Dataset entries
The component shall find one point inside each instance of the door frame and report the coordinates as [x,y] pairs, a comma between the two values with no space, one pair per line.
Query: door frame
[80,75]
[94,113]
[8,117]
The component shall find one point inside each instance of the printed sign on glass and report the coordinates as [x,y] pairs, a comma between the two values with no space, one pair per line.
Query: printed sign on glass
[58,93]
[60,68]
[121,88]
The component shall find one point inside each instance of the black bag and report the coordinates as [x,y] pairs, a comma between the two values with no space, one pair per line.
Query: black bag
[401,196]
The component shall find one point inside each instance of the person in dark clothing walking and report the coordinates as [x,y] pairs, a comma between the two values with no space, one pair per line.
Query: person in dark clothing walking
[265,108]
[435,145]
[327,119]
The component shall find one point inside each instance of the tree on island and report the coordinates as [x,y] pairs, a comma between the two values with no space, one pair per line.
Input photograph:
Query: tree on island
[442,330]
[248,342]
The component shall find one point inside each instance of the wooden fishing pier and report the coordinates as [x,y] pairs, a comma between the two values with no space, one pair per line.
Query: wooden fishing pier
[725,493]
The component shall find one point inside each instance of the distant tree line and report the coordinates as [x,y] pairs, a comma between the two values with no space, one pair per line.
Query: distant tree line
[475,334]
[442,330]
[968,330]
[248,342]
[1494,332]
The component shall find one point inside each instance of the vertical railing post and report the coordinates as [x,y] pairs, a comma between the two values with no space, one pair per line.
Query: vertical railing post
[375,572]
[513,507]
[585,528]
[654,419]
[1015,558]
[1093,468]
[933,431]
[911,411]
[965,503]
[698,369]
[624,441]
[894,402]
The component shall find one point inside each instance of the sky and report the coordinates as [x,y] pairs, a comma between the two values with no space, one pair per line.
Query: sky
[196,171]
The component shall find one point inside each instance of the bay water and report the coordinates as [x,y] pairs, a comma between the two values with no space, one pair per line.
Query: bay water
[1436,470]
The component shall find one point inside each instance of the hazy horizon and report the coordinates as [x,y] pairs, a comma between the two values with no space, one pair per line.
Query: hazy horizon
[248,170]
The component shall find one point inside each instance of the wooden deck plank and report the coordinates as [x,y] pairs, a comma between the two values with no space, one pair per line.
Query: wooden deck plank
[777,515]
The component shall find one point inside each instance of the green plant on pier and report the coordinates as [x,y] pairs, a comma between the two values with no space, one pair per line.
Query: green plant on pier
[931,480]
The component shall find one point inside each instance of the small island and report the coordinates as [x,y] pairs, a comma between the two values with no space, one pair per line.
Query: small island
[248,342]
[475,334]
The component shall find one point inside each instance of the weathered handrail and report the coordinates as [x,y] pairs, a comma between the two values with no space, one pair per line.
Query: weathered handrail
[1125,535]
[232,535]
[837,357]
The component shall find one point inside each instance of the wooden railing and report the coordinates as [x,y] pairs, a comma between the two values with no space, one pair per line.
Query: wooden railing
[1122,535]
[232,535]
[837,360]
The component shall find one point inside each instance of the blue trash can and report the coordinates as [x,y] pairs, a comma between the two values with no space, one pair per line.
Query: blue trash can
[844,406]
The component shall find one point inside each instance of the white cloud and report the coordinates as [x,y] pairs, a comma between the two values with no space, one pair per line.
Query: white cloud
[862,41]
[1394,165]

What is required: Return exactly the lines of the data, and only those, from the line with "the wooden railing" through the last line, inclusive.

Result of the exercise:
The component shall find one point inside each instance of the wooden railing and report the coordinates as [x,y] pairs, a comma between the two values with no space, one pair per line.
Query: wooden railing
[1122,535]
[232,535]
[837,360]
The component shall find one point inside each instance of the blue trash can and report the coordinates as [x,y] pairs, a comma between the two values with no space, one pair per line.
Query: blue trash can
[844,406]
The component shall find one point inside each instance of the white cloud and report the coordinates as [x,y] pairs, a comma between the two values with no space, one pair per line.
Query: white cloud
[862,41]
[1394,165]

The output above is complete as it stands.